OGH: Kartellrechtliche Beurteilung einer Radiusklausel
Die wettbewerbsbeeinträchtigende Wirkung einer "Radiusklausel" iSe Ausschließlichkeitsbindung und damit die Spürbarkeit kann ua dadurch eingeschränkt sein, dass diese von den Vertragspartner nicht akzeptiert wird bzw - insbesondere gegenüber "Ankermarken" - nicht durchgesetzt werden kann, räumlich (auf den "Radius") und zeitlich (auf die Vertragsdauer) beschränkt ist, den Marktzutritt neuer Kunden nicht hindert und ein Konkurrent aufgrund ausreichend nicht gebundener Kunden ebenfalls einen entsprechenden "Branchenmix" anbieten kann
Art 101 AEUV, § 1 KartG 2005, Art 102 AEUV, § 5 KartG 2005, § 23 KartG 2005, § 4 KartG 2005
GZ 16 Ok 8/10, 12.12.2011
Die Antragstellerin betreibt in der Gemeinde Wals-Siezenheim am Standort des ehemaligen Einkaufszentrums „Airportcenter“ ein Einkaufszentrum in der Form eines „Factory Outlet Center“, und zwar das Designer Outlet Center Salzburg (im Folgenden DOC).
Ein Teil der Bestandverträge der Antragsgegnerin für die Verpachtung von Geschäftsräumlichkeiten im EUROPARK enthält eine Klausel, die es dem jeweiligen Pächter verbietet, in einem bestimmten Umkreis um den EUROPARK ein gleichartiges oder ähnliches Geschäft wie im EUROPARK (direkt oder indirekt) zu betreiben oder sich an solchen Unternehmen zu beteiligen oder sonst mitzuwirken. Das DOC befindet sich in diesem Umkreis und ist in einigen Klauseln auch ausdrücklich genannt.
Manche Bestandverträge der Antragsgegnerin enthalten folgende Klausel:
„Der Pächter wird jedoch keinesfalls einen Standort in einem Factory-Outlet-Center im Umkreis von 50 Kilometern um den EUROPARK betreiben bzw sich an einem solchen beteiligen.“
Die Klauseln werden zwischen der Antragsgegnerin und den einzelnen Bestandnehmern individuell ausgehandelt.
OGH: Nach hL und Rsp ist der sachlich betroffene Markt nach dem Bedarfsmarktkonzept zu bestimmen, wie dies § 23 KartG ausdrücklich festsetzt. Dies gilt in gleicher Weise für das Europäische Wettbewerbsrecht.

VORLIEGENDE DATEN:
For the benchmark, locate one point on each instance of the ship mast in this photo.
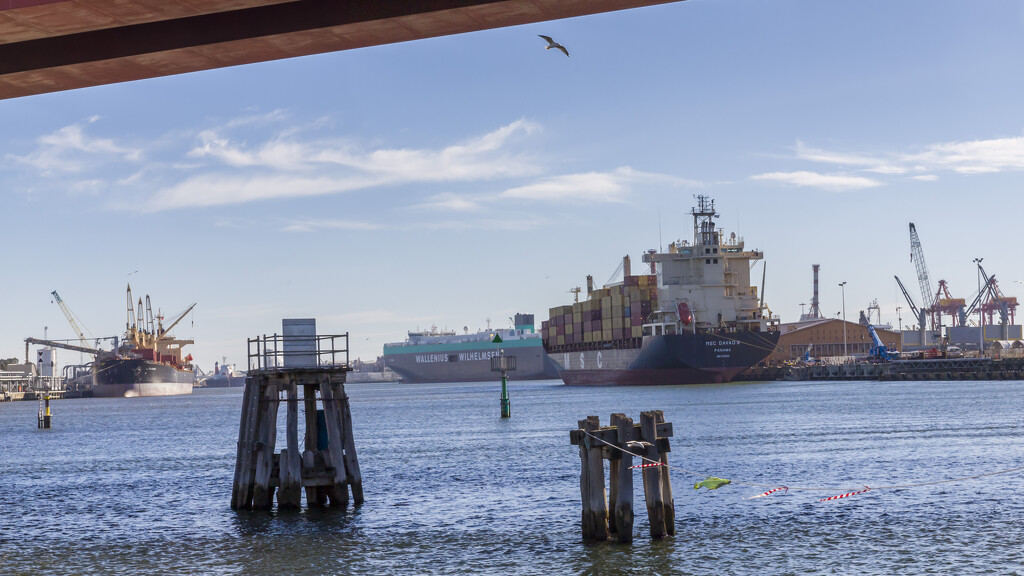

AUFGABEN:
**1)** Beantworte zum Text über die Radiusklausel diese Fragen:
(a) Welches Einkaufszentrum betreibt die Antragstellerin, und in welcher Gemeinde liegt es?
(b) Welcher Umkreis um den EUROPARK wird in der wörtlich wiedergegebenen Klausel genannt?
(c) Nach welchem Konzept ist laut OGH der sachlich betroffene Markt zu bestimmen?
**2)** Prüfe, ob die folgenden Aussagen mit dem Text über die Radiusklausel übereinstimmen. Antworte jeweils mit Ja oder Nein und zitiere die entscheidenden Worte des Textes.
(a) Die Antragsgegnerin gibt die Klauseln allen Bestandnehmern einheitlich vor.
(b) Das DOC liegt innerhalb des in den Klauseln festgelegten Umkreises.
(c) Sämtliche Bestandverträge der Antragsgegnerin für den EUROPARK enthalten eine solche Klausel.
**3)** Setze den Text über die Radiusklausel nach seinem letzten Satz fort.

ANTWORTEN IN REIHENFOLGE:
**1)**
(a) Das Designer Outlet Center Salzburg (DOC) in der Gemeinde Wals-Siezenheim.
(b) Ein Umkreis von 50 Kilometern.
(c) Nach dem Bedarfsmarktkonzept.

**2)**
(a) Nein: „Die Klauseln werden zwischen der Antragsgegnerin und den einzelnen Bestandnehmern individuell ausgehandelt.“
(b) Ja: „Das DOC befindet sich in diesem Umkreis“
(c) Nein: „Ein Teil der Bestandverträge der Antragsgegnerin“

**3)**
Nach dem Bedarfsmarktkonzept liegt derselbe Markt vor, wenn sich die in Frage stehenden Waren oder Dienstleistungen in ihren für die Deckung desselben Bedarfs wesentlichen Eigenschaften von anderen unterscheiden und aus Sicht der Bedarfsträger als Marktgegenseite untereinander beliebig austauschbar sind. Entscheidend ist damit die (funktionelle) Austauschbarkeit der Waren bzw Leistungen aus Sicht der Marktgegenseite.
Der OGH hat bereits in der Entscheidung 16 Ok 14/08 - Radiusklausel II ausgesprochen, dass der relevante Markt unter Anwendung des hypothetischen Monopolistentests (SSNIP-Test) zu bestimmen ist. Der Test wurde zwar ursprünglich für die Zusammenschlusskontrolle entwickelt; er ist aber keineswegs darauf beschränkt. Vielmehr hat der OGH den Test in der Entscheidung 16 Ok 14/08 - im Einklang mit der Rechtsansicht der Europäischen Kommission - auch iZm dem Kartellverbot und dem Marktmissbrauch angewendet.
Im vorausgegangenen Provisorialverfahren (16 Ok 1/09 - Radiusklausel III) billigte der OGH die Auffassung des Erstgerichts, wonach der relevante Markt sich nicht auf Einkaufszentren beschränkt, sondern auch andere größere Einkaufsagglomerationen (wie zB Einkaufsstraßen der Städte) im Einzugsgebiet von 90 Minuten Pkw-Fahrzeit umfasst.
In der Entscheidung 16 Ok 14/08 - Radiusklausel II hat der OGH auch auf andere Kriterien abgestellt und auf Faktoren wie Standort, Image, Parkplatzangebot und hohe Kundenfrequenz verwiesen. Dies ist jedoch nicht dahin zu verstehen, dass diese Faktoren neben dem Monopolistentest heranzuziehen wären. Es sind dies vielmehr Faktoren, die bei der im Wege des hypothetischen Monopolistentests ermittelten Entscheidung des Abnehmers eine Rolle spielen.
Das Kartellgericht ging in Übereinstimmung mit dem Sachverständigengutachten davon aus, dass der relevante Markt des EUROPARK zumindest alle für den Handel und handelsnahe Dienstleistungen verfügbaren Bestandflächen in der Stadt Salzburg, dem Bezirk Salzburg Umgebung und im Berchtesgadener Land umfasst, wobei nicht auszuschließen ist, dass darüber hinaus vom EUROPARK weiter entfernte Standorte dem relevanten Markt zuzuordnen sind. Die Salzburger Innenstadt als Einkaufsagglomeration und das DOC gehören dem relevanten Markt an.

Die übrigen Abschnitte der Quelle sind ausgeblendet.